> **Your objective**: Can you rewrite the records below with every "marker" changed to "point" and nothing else altered, leaving the pictures out of your answer?

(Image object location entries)
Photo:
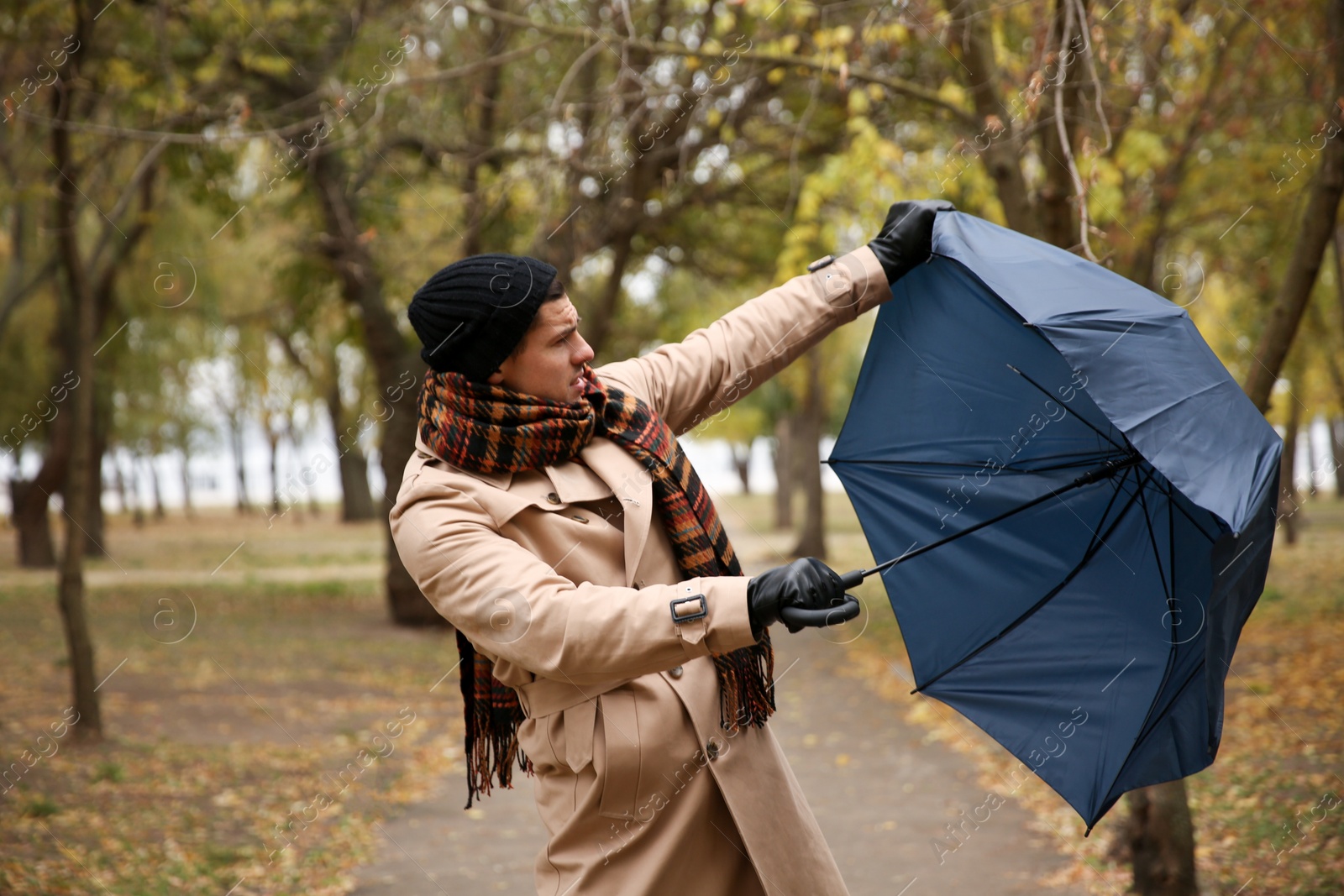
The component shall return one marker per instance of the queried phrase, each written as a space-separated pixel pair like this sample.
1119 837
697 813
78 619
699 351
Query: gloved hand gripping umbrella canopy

> **Answer to this task**:
Photo:
The component shall return one point per instance of the queried phrase, each written as a space-separated pixel pair like this sample.
1119 837
697 813
78 619
699 351
Query: gloved hand gripping umbrella canopy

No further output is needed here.